**ABOUT THIS TASK**
Please return each entry that follows exactly as written, and keep the pictures out.

(Collected data)
..............................
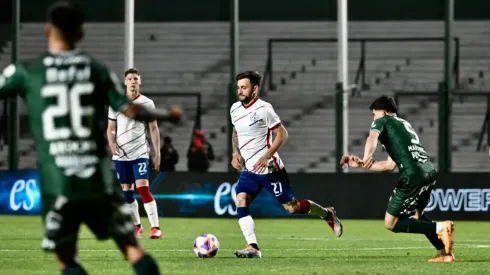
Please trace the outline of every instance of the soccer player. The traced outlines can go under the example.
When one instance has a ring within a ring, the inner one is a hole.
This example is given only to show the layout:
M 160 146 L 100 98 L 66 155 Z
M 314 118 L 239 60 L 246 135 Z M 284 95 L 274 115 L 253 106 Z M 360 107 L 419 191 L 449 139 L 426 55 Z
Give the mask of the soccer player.
M 288 173 L 277 151 L 286 142 L 288 132 L 272 105 L 259 99 L 260 75 L 247 71 L 236 76 L 239 101 L 230 109 L 233 123 L 232 166 L 241 171 L 236 186 L 238 224 L 248 246 L 238 250 L 239 258 L 261 258 L 255 236 L 255 224 L 249 213 L 250 203 L 262 188 L 266 189 L 291 214 L 302 213 L 325 220 L 337 237 L 342 224 L 333 207 L 324 208 L 310 200 L 297 200 L 289 185 Z M 274 133 L 275 138 L 272 138 Z
M 392 98 L 379 97 L 370 109 L 374 122 L 366 140 L 364 158 L 344 156 L 340 164 L 377 172 L 393 172 L 398 167 L 400 179 L 388 202 L 385 227 L 395 233 L 425 234 L 438 252 L 429 262 L 454 262 L 453 222 L 435 223 L 424 214 L 436 183 L 436 171 L 419 136 L 409 122 L 397 116 Z M 378 140 L 388 152 L 385 161 L 373 159 Z
M 151 99 L 140 93 L 141 76 L 137 69 L 128 69 L 124 73 L 126 94 L 134 103 L 155 109 Z M 160 169 L 160 131 L 156 120 L 148 122 L 153 143 L 153 168 Z M 150 154 L 146 141 L 146 123 L 128 118 L 121 112 L 109 107 L 107 138 L 116 166 L 116 174 L 124 192 L 126 202 L 131 208 L 131 217 L 136 226 L 135 234 L 139 238 L 143 233 L 139 215 L 138 201 L 134 198 L 134 185 L 143 200 L 148 220 L 151 224 L 150 238 L 162 237 L 158 221 L 157 204 L 150 192 Z
M 136 274 L 159 274 L 134 236 L 130 210 L 106 158 L 105 105 L 138 120 L 176 119 L 128 101 L 117 76 L 77 49 L 84 14 L 68 2 L 47 13 L 48 50 L 0 75 L 0 97 L 19 95 L 29 110 L 39 153 L 44 220 L 42 247 L 57 255 L 62 274 L 87 274 L 78 260 L 78 231 L 85 223 L 100 240 L 112 238 Z

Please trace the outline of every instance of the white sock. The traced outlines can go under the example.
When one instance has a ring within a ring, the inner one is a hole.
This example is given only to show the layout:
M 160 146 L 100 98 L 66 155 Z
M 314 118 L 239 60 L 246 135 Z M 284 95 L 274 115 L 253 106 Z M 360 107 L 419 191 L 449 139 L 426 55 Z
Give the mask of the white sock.
M 310 201 L 310 212 L 308 212 L 308 215 L 311 216 L 318 216 L 322 219 L 324 219 L 328 215 L 328 211 L 325 210 L 321 205 L 317 204 L 314 201 Z
M 138 201 L 134 200 L 130 203 L 129 208 L 131 208 L 131 218 L 133 219 L 134 225 L 141 224 Z
M 444 224 L 442 222 L 436 222 L 436 234 L 440 234 L 444 230 Z
M 148 215 L 148 220 L 150 221 L 151 227 L 160 227 L 158 222 L 158 210 L 157 202 L 152 200 L 149 203 L 145 203 L 146 214 Z
M 248 215 L 238 220 L 238 224 L 242 229 L 243 236 L 248 244 L 257 243 L 257 237 L 255 236 L 255 223 L 252 216 Z

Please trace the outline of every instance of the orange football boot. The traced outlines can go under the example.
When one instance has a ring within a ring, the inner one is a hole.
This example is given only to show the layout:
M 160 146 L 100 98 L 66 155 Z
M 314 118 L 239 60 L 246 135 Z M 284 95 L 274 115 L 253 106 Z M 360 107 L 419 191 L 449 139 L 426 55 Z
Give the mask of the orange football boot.
M 455 261 L 456 261 L 456 257 L 454 257 L 453 253 L 445 256 L 437 255 L 434 258 L 429 259 L 429 263 L 453 263 Z

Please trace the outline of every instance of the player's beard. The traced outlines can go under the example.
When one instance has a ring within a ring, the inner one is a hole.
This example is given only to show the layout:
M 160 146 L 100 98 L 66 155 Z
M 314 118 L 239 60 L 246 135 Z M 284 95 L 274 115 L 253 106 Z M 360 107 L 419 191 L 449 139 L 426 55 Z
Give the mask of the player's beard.
M 243 99 L 238 98 L 243 104 L 249 104 L 255 98 L 255 93 L 250 94 L 249 96 L 243 96 Z

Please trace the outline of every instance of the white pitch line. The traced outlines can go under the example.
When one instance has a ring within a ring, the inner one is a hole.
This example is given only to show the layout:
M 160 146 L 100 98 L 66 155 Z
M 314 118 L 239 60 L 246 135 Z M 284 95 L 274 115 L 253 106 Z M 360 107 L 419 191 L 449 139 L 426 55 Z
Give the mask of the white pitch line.
M 342 241 L 342 242 L 389 242 L 389 241 L 402 241 L 402 242 L 427 242 L 426 239 L 411 240 L 411 239 L 356 239 L 356 238 L 303 238 L 303 237 L 275 237 L 275 238 L 262 238 L 262 239 L 275 239 L 275 240 L 296 240 L 296 241 Z M 456 239 L 457 243 L 490 243 L 490 240 L 459 240 Z
M 490 248 L 490 245 L 459 245 L 464 248 Z M 382 251 L 382 250 L 429 250 L 433 247 L 371 247 L 371 248 L 269 248 L 263 251 Z M 221 251 L 235 251 L 236 249 L 221 248 Z M 0 249 L 0 252 L 41 252 L 42 249 Z M 119 252 L 119 249 L 80 249 L 81 252 Z M 189 249 L 148 249 L 149 252 L 190 252 Z

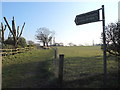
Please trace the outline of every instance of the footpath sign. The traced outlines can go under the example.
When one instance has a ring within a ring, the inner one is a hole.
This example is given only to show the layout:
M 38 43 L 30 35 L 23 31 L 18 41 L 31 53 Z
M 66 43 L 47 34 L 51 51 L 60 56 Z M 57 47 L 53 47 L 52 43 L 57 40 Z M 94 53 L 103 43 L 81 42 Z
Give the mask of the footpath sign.
M 102 20 L 99 18 L 99 11 L 102 10 Z M 104 69 L 104 87 L 106 87 L 107 82 L 107 61 L 106 61 L 106 36 L 105 36 L 105 15 L 104 15 L 104 5 L 98 10 L 94 10 L 88 13 L 80 14 L 75 17 L 76 25 L 82 25 L 92 22 L 102 21 L 103 25 L 103 69 Z
M 87 24 L 99 21 L 99 10 L 77 15 L 75 18 L 76 25 Z

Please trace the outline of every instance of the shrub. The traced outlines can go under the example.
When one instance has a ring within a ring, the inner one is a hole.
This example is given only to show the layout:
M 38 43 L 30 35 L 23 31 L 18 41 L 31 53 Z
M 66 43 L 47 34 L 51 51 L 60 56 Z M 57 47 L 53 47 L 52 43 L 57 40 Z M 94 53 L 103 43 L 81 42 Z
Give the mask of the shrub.
M 9 37 L 8 39 L 5 40 L 4 42 L 4 47 L 3 48 L 9 48 L 9 47 L 13 47 L 14 48 L 14 40 L 13 37 Z M 18 46 L 17 47 L 26 47 L 27 43 L 24 37 L 21 37 L 18 41 Z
..............................
**ANSWER TO THE PROBLEM**
Please trace the outline of every instance of the soccer player. The traced outlines can go under the example.
When one instance has a ring within a ring, the inner one is a hole.
This example is given only to show the layout:
M 160 146 L 100 98 L 66 155 Z
M 314 118 L 239 60 L 246 135 Z M 284 95 L 274 115 L 253 106 Z M 360 107 L 419 191 L 449 139 L 426 55 Z
Give the mask of the soccer player.
M 288 173 L 277 151 L 286 142 L 288 132 L 272 105 L 259 99 L 260 75 L 247 71 L 236 76 L 239 101 L 230 109 L 233 123 L 232 166 L 241 171 L 236 186 L 238 224 L 248 246 L 238 250 L 239 258 L 261 258 L 255 236 L 255 224 L 249 213 L 250 203 L 262 188 L 266 189 L 291 214 L 302 213 L 325 220 L 337 237 L 342 224 L 333 207 L 324 208 L 310 200 L 297 200 L 289 185 Z M 274 133 L 275 138 L 272 138 Z
M 392 98 L 379 97 L 370 109 L 374 122 L 366 140 L 364 158 L 344 156 L 340 164 L 377 172 L 393 172 L 398 167 L 400 179 L 388 202 L 385 227 L 395 233 L 425 234 L 438 252 L 429 262 L 454 262 L 453 222 L 435 223 L 424 214 L 436 183 L 436 171 L 419 136 L 409 122 L 397 116 Z M 378 140 L 388 152 L 385 161 L 373 159 Z
M 151 99 L 140 93 L 141 76 L 137 69 L 128 69 L 124 73 L 126 94 L 134 103 L 155 109 Z M 160 169 L 160 131 L 156 120 L 148 122 L 153 143 L 153 168 Z M 150 154 L 146 141 L 146 123 L 128 118 L 121 112 L 109 107 L 107 138 L 116 166 L 116 174 L 124 192 L 126 202 L 131 208 L 131 217 L 136 226 L 135 234 L 139 238 L 143 233 L 139 215 L 138 201 L 134 198 L 134 185 L 143 200 L 148 220 L 151 224 L 150 238 L 162 237 L 158 221 L 157 204 L 150 192 Z
M 136 274 L 159 274 L 134 236 L 130 210 L 106 158 L 105 105 L 138 120 L 176 119 L 128 101 L 117 76 L 77 49 L 84 14 L 68 2 L 47 13 L 48 50 L 0 75 L 0 97 L 19 95 L 29 110 L 39 153 L 44 220 L 42 247 L 57 255 L 62 274 L 87 274 L 78 260 L 78 231 L 85 223 L 100 240 L 112 238 Z

Please trace the outline of every instance of the white sock. The traced outlines can go under the example.
When one instance has a ring within a ring, the inner one is a hole.
This example is given only to show the layout:
M 160 146 L 100 98 L 66 155 Z
M 314 118 L 239 60 L 246 135 Z M 284 95 L 274 115 L 253 106 Z M 360 107 L 419 191 L 449 139 L 426 55 Z
Give the mask of the white sock.
M 310 201 L 310 212 L 308 212 L 308 215 L 311 216 L 318 216 L 322 219 L 324 219 L 328 215 L 328 211 L 325 210 L 321 205 L 317 204 L 314 201 Z
M 138 201 L 134 200 L 130 203 L 129 208 L 131 208 L 131 218 L 133 219 L 134 225 L 141 224 Z
M 444 224 L 442 222 L 436 222 L 436 234 L 440 234 L 444 230 Z
M 148 215 L 148 220 L 150 221 L 151 227 L 160 227 L 158 222 L 158 210 L 157 202 L 152 200 L 149 203 L 145 203 L 146 214 Z
M 248 215 L 238 220 L 238 224 L 242 229 L 243 236 L 248 244 L 257 243 L 257 237 L 255 236 L 255 223 L 252 216 Z

Please trace the outline of every instance of the orange football boot. The traced outlines can go under the example.
When one instance has a ring within a ring, the inner one is a hole.
This example is given only to show the layout:
M 160 146 L 100 98 L 66 155 Z
M 314 118 L 239 60 L 246 135 Z M 284 95 L 274 115 L 253 106 Z M 360 107 L 419 191 L 449 139 L 426 55 Z
Give the mask of the orange football boot.
M 455 261 L 456 261 L 456 257 L 454 257 L 453 253 L 445 256 L 437 255 L 434 258 L 429 259 L 429 263 L 453 263 Z

Please trace the outline of every instance of the player's beard. The traced outlines can go under the example.
When one instance has a ring within a ring, the inner one is a hole.
This example is given only to show the layout:
M 160 146 L 100 98 L 66 155 Z
M 314 118 L 239 60 L 246 135 Z M 284 95 L 274 115 L 253 106 Z M 360 107 L 419 191 L 449 139 L 426 55 Z
Give the mask of the player's beard.
M 243 99 L 238 98 L 243 104 L 249 104 L 255 98 L 255 93 L 250 94 L 249 96 L 243 96 Z

Please trace the outline of every instance of the white pitch line. The traced outlines can go under the example.
When one instance has a ring within a ring, the inner one is a hole.
This example is given only to show the layout:
M 160 146 L 100 98 L 66 155 Z
M 314 118 L 239 60 L 246 135 Z M 284 95 L 274 115 L 253 106 Z M 360 107 L 419 191 L 449 139 L 426 55 Z
Give the mask of the white pitch line.
M 342 241 L 342 242 L 389 242 L 389 241 L 402 241 L 402 242 L 427 242 L 426 239 L 411 240 L 411 239 L 356 239 L 356 238 L 303 238 L 303 237 L 275 237 L 275 238 L 262 238 L 262 239 L 275 239 L 275 240 L 296 240 L 296 241 Z M 456 239 L 457 243 L 490 243 L 490 240 L 459 240 Z
M 490 248 L 490 245 L 459 245 L 464 248 Z M 382 251 L 382 250 L 429 250 L 433 247 L 371 247 L 371 248 L 269 248 L 263 251 Z M 221 251 L 235 251 L 236 249 L 221 248 Z M 0 249 L 0 252 L 41 252 L 42 249 Z M 119 252 L 119 249 L 80 249 L 81 252 Z M 189 249 L 148 249 L 149 252 L 190 252 Z

Please trace the outline of every instance of the footpath sign. The traced outlines can go under the example.
When one instance has a ring within a ring, the inner one is a hole.
This example is given only to show the layout:
M 38 43 L 30 35 L 23 31 L 18 41 L 31 53 Z
M 66 43 L 47 34 L 51 51 L 60 56 Z M 57 47 L 53 47 L 52 43 L 57 40 Z M 94 53 L 103 43 L 81 42 Z
Give the mask of the footpath sign.
M 102 20 L 99 18 L 99 11 L 102 10 Z M 104 69 L 104 87 L 106 87 L 107 82 L 107 61 L 106 61 L 106 36 L 105 36 L 105 15 L 104 15 L 104 5 L 98 10 L 94 10 L 88 13 L 80 14 L 75 17 L 76 25 L 82 25 L 92 22 L 102 21 L 103 25 L 103 69 Z
M 87 24 L 99 21 L 99 10 L 77 15 L 75 18 L 76 25 Z

Please trace the outline of every instance of the shrub. The traced outlines can go under the example.
When one instance has a ring within a ring, the inner one is a hole.
This example is given only to show the layout:
M 38 43 L 30 35 L 23 31 L 18 41 L 31 53 Z
M 66 43 L 47 34 L 51 51 L 60 56 Z M 57 47 L 53 47 L 52 43 L 57 40 Z M 94 53 L 103 43 L 81 42 Z
Give the mask of the shrub.
M 9 37 L 8 39 L 5 40 L 4 42 L 4 47 L 3 48 L 9 48 L 9 47 L 13 47 L 14 48 L 14 40 L 13 37 Z M 18 46 L 17 47 L 26 47 L 27 43 L 24 37 L 21 37 L 18 41 Z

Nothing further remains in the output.